■ **PROBLEM DESCRIPTION**
Please recast the rows below as a numbered list, skipping any blank lines. Leave the pictures out of your answer.

Source data
**********
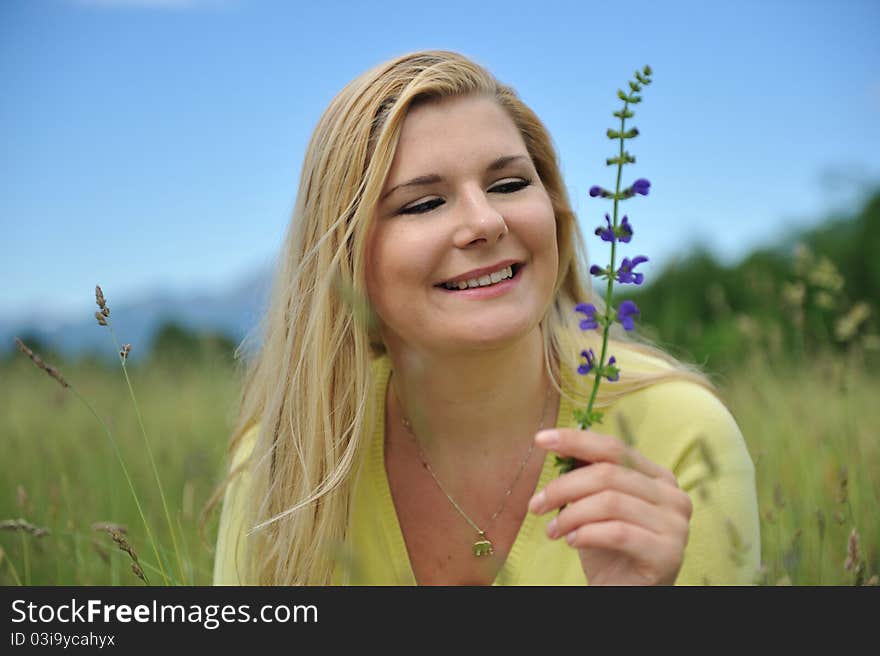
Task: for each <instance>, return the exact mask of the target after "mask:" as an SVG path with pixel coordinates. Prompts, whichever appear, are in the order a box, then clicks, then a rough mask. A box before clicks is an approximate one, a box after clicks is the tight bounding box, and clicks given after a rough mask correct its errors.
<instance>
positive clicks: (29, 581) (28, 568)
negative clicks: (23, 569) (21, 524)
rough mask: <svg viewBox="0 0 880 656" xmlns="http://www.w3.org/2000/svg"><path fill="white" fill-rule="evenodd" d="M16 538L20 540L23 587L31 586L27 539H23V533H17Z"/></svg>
**********
■ **SOLUTION TO THIS EXERCISE**
1. Task: for each <instance>, return the exact mask of the target after "mask:" as an SVG path with pixel coordinates. Prompts, whichever appear, are in the order a box, then clicks, then a rough mask. A box before clicks is an approximate one, a box after clicks is the tight bounding box, and clicks given after a rough mask correct its errors.
2. <instance>
3. positive clicks: (29, 581) (28, 568)
4. negative clicks: (23, 569) (21, 524)
5. rough mask: <svg viewBox="0 0 880 656" xmlns="http://www.w3.org/2000/svg"><path fill="white" fill-rule="evenodd" d="M16 538L20 540L23 587L31 586L27 539H23V533H17Z"/></svg>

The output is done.